Monday, February 27, 2012

Price Discipline and Health Care

There was an op-ed by Joseph Rago in the WSJ proclaiming health care’s coming price revolution. Like most WSJ editorial pieces it includes the mandatory odd shot at the liberals that can be safely ignored, as there is the seed of a decent observation in here:
The big insurers now publish transparent, meaningful all-in prices for hundreds of services by hospital and doctors, and they are building Web platforms that allow consumers to shop for providers. Tiered-benefit structures that use cost-sharing to steer patients to more efficient providers finally give patients the means and incentive to make reasoned medical decisions outside of an information vacuum.
Rago gives away the game, later, when he mentions that defined-contribution benefits (that is, like the idea of competitive bidding applied for private plans) will align “costs and incentives.” He believes the misaligned incentives in health care occur at the demand side rather than the supply side—and thinks that the action of consumers shopping for providers will do the relevant work.

It’s an idea that’s much beloved of a certain set, that the problem with health care consumers is that they are insufficiently exposed to the costs of their actions and that so exposing them will cause them to seek out more efficient, better providers. This sounds good in theory, but of course the practice is very different—the question is, how good are consumers at seeking out genuinely healthful doctors or providers?

Elsewhere in the WSJ we saw an interesting study summarized:
According to the analysis, there were about 500,000 fewer screening colonoscopies among commercially-insured people aged 50 to 64 than you’d expect during the most recent recession…

The analysis also found that when it comes to colonoscopy, cost sharing appears to be a deterrent. No matter the economic climate, people with higher out-of-pocket costs — $300 or more for the procedure — were less likely to be screened than those with lower costs, defined as $50 or less. That gap “widened during the recession,” says Dorn.
I wouldn’t characterize this as the smoking gun, but it is suggestive that patients will forgo necessary preventative care (as colonoscopies are) when exposed to the discipline of the market. The discipline of the market works fine for short-term problems that can be fixed by short-term solutions; long-term problems have not been as well served, generally speaking. I would guess health care isn’t different.

(Photo-based referring expression items)
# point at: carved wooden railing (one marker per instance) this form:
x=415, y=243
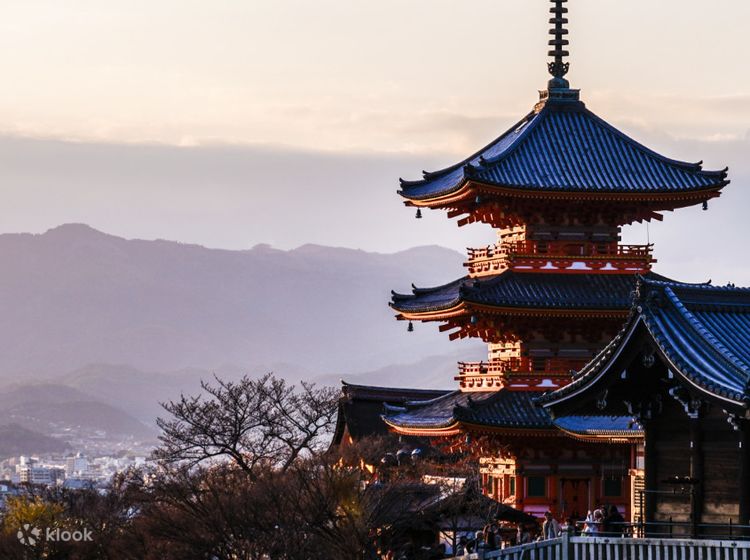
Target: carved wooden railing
x=539, y=254
x=543, y=374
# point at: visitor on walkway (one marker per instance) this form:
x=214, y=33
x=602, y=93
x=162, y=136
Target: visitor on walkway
x=550, y=527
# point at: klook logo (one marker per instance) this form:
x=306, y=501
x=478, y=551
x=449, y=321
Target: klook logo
x=29, y=535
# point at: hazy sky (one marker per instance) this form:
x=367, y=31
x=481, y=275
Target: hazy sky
x=230, y=123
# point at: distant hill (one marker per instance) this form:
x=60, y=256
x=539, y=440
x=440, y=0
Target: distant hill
x=55, y=408
x=75, y=296
x=433, y=372
x=16, y=440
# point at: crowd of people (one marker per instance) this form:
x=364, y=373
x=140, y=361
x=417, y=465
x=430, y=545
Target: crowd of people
x=488, y=539
x=605, y=520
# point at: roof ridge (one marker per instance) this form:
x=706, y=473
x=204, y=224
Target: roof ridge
x=429, y=175
x=716, y=345
x=697, y=166
x=541, y=115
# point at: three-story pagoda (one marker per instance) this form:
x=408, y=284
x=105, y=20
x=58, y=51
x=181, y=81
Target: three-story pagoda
x=558, y=186
x=553, y=290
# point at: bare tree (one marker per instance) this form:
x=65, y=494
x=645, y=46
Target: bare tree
x=252, y=422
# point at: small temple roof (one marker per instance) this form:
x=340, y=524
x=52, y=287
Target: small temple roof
x=509, y=409
x=361, y=406
x=526, y=290
x=504, y=410
x=564, y=147
x=599, y=426
x=702, y=333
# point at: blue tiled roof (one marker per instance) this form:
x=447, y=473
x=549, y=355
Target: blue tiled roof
x=509, y=409
x=600, y=425
x=526, y=290
x=703, y=330
x=500, y=409
x=566, y=147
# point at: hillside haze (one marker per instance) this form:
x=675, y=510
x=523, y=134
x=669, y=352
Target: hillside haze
x=74, y=296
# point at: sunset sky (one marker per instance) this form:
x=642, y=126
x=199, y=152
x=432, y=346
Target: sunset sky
x=231, y=123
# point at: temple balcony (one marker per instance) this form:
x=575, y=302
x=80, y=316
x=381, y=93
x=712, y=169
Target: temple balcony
x=560, y=256
x=527, y=374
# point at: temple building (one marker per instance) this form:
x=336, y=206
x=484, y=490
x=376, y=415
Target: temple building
x=551, y=291
x=681, y=367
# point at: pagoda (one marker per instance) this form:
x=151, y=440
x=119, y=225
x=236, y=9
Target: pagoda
x=551, y=292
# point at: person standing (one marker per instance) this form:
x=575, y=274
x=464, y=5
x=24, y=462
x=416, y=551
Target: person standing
x=550, y=527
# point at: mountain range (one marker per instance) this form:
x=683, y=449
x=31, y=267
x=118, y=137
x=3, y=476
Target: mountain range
x=98, y=330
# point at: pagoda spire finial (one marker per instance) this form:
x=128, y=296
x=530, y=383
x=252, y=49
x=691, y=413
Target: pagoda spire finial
x=558, y=67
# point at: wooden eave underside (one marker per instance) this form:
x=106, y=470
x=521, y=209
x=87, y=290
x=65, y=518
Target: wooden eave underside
x=463, y=427
x=451, y=430
x=463, y=309
x=471, y=188
x=603, y=438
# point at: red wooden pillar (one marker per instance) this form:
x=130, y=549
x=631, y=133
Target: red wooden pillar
x=744, y=482
x=650, y=468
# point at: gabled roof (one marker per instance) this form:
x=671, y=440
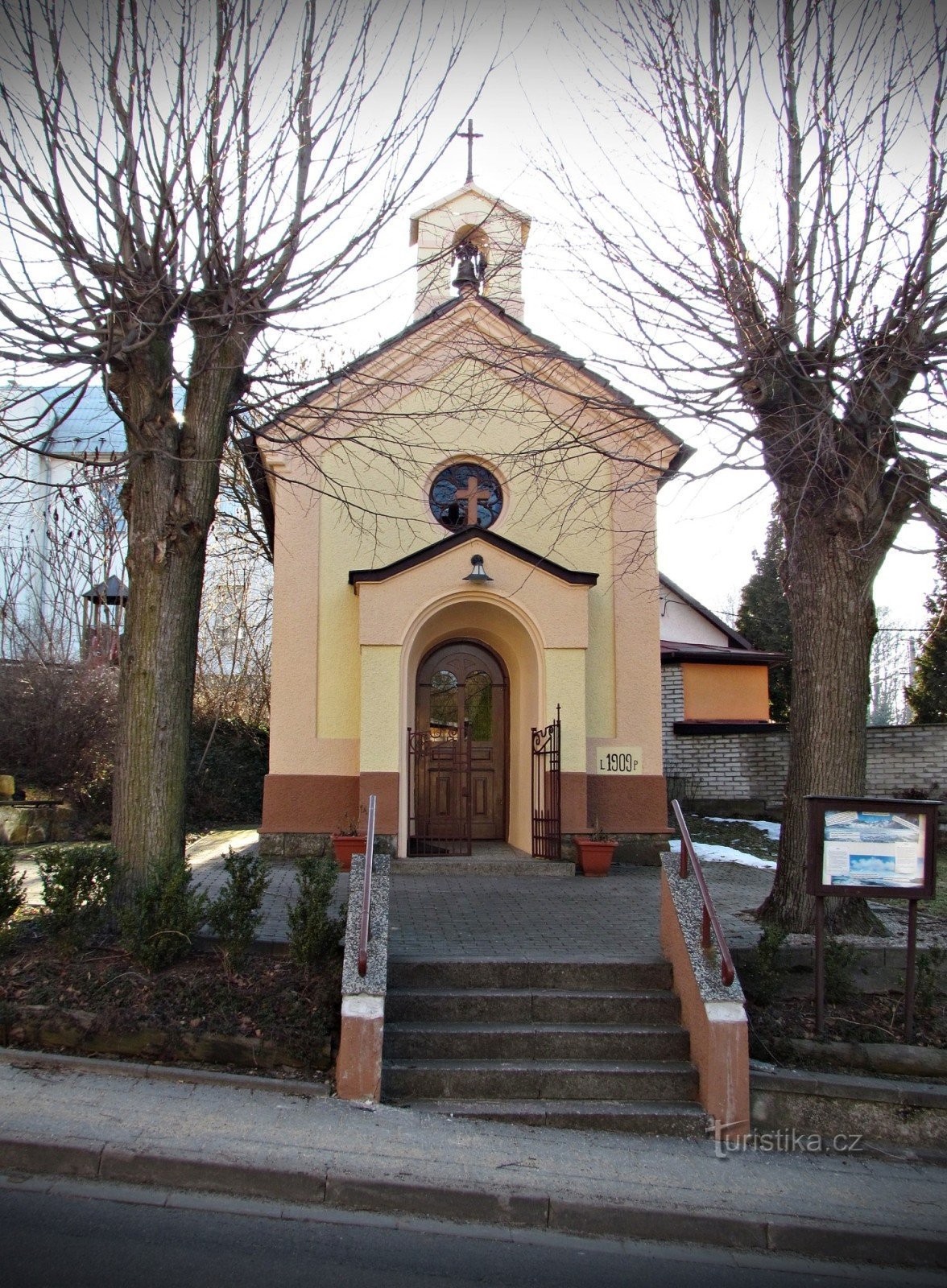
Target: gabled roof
x=441, y=311
x=738, y=650
x=734, y=638
x=453, y=196
x=459, y=539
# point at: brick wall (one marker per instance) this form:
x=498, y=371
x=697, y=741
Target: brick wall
x=745, y=766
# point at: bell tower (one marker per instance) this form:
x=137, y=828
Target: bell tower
x=469, y=242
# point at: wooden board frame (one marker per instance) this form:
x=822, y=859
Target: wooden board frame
x=815, y=871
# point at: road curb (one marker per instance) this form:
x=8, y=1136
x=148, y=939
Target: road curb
x=25, y=1059
x=506, y=1208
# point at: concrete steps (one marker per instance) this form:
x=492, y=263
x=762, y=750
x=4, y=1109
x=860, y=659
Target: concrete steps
x=643, y=1118
x=593, y=1045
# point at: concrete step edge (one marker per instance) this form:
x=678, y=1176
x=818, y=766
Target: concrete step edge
x=526, y=1067
x=490, y=1028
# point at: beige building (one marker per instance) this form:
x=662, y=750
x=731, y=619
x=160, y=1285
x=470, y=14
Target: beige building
x=467, y=612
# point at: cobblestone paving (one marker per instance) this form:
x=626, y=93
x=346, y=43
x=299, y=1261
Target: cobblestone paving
x=527, y=919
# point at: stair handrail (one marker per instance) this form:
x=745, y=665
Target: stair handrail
x=366, y=889
x=710, y=919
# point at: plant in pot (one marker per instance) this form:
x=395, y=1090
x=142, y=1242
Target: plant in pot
x=348, y=840
x=596, y=852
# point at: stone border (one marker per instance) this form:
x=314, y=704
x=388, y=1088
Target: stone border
x=161, y=1072
x=713, y=1014
x=506, y=1208
x=912, y=1116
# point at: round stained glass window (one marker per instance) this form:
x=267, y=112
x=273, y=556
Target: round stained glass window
x=465, y=495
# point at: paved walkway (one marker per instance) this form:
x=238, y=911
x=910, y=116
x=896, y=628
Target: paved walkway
x=527, y=919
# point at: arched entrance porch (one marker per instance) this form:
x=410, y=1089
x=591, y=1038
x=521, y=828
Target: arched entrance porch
x=498, y=641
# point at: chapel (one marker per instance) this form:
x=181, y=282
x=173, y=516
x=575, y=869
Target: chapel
x=467, y=605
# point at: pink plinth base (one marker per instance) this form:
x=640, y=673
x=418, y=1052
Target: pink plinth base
x=358, y=1068
x=719, y=1043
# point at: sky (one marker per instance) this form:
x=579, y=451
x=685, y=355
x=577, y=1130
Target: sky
x=535, y=105
x=535, y=101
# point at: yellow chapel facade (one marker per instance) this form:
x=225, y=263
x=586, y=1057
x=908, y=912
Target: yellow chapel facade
x=465, y=605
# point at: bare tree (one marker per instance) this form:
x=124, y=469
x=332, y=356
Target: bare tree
x=770, y=238
x=182, y=184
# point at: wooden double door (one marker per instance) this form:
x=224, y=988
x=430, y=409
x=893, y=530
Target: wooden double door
x=461, y=715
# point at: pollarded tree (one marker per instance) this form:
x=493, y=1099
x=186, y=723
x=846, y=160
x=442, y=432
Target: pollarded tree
x=764, y=617
x=768, y=237
x=180, y=184
x=928, y=695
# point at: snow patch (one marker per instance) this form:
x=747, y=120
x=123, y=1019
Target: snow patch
x=771, y=830
x=725, y=854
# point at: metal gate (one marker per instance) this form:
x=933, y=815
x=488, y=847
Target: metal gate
x=440, y=802
x=547, y=791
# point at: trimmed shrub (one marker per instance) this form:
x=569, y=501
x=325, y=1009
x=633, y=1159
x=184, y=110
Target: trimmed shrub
x=313, y=934
x=766, y=974
x=12, y=886
x=77, y=886
x=841, y=963
x=163, y=916
x=235, y=914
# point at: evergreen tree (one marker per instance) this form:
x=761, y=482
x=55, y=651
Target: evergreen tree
x=763, y=616
x=928, y=695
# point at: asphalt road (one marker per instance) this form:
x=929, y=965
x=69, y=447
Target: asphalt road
x=77, y=1234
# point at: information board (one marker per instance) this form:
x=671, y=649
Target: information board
x=871, y=847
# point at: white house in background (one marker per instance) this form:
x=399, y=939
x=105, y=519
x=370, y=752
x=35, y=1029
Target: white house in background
x=710, y=674
x=62, y=553
x=62, y=534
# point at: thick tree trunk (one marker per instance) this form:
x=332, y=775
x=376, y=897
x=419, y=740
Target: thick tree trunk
x=169, y=502
x=829, y=586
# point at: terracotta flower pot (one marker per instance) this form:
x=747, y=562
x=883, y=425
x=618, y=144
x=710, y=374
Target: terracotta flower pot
x=594, y=857
x=345, y=847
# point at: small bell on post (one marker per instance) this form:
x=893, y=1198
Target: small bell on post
x=478, y=575
x=469, y=268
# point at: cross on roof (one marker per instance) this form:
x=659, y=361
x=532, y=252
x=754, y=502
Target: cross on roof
x=470, y=499
x=469, y=135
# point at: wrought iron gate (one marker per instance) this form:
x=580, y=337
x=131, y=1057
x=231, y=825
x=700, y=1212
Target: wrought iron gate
x=547, y=791
x=440, y=800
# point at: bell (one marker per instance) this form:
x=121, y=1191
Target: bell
x=467, y=275
x=478, y=573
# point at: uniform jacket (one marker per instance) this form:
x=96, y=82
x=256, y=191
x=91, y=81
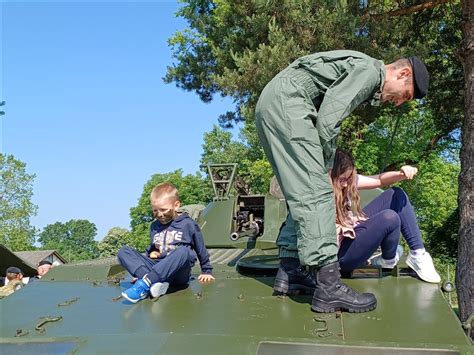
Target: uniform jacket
x=181, y=231
x=344, y=79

▶ What this exercise asks
1. Rewrite the paragraph of the health care post that begins "It's an idea that's much beloved of a certain set" in two shorter sentences, keeping its main points.
2. Please update the health care post from the words "The analysis also" through the words "care isn’t different.", replacing "deterrent" with "barrier".

▶ Answers provided
1. Some people believe health care consumers are too shielded from the costs of their choices, and that exposing them to those costs would push them toward more efficient, better providers. That sounds good in theory, but practice differs, and the real question is how well consumers can find genuinely healthful doctors or providers.

2.
The analysis also found that when it comes to colonoscopy, cost sharing appears to be a barrier. No matter the economic climate, people with higher out-of-pocket costs — $300 or more for the procedure — were less likely to be screened than those with lower costs, defined as $50 or less. That gap “widened during the recession,” says Dorn.
I wouldn’t characterize this as the smoking gun, but it is suggestive that patients will forgo necessary preventative care (as colonoscopies are) when exposed to the discipline of the market. The discipline of the market works fine for short-term problems that can be fixed by short-term solutions; long-term problems have not been as well served, generally speaking. I would guess health care isn’t different.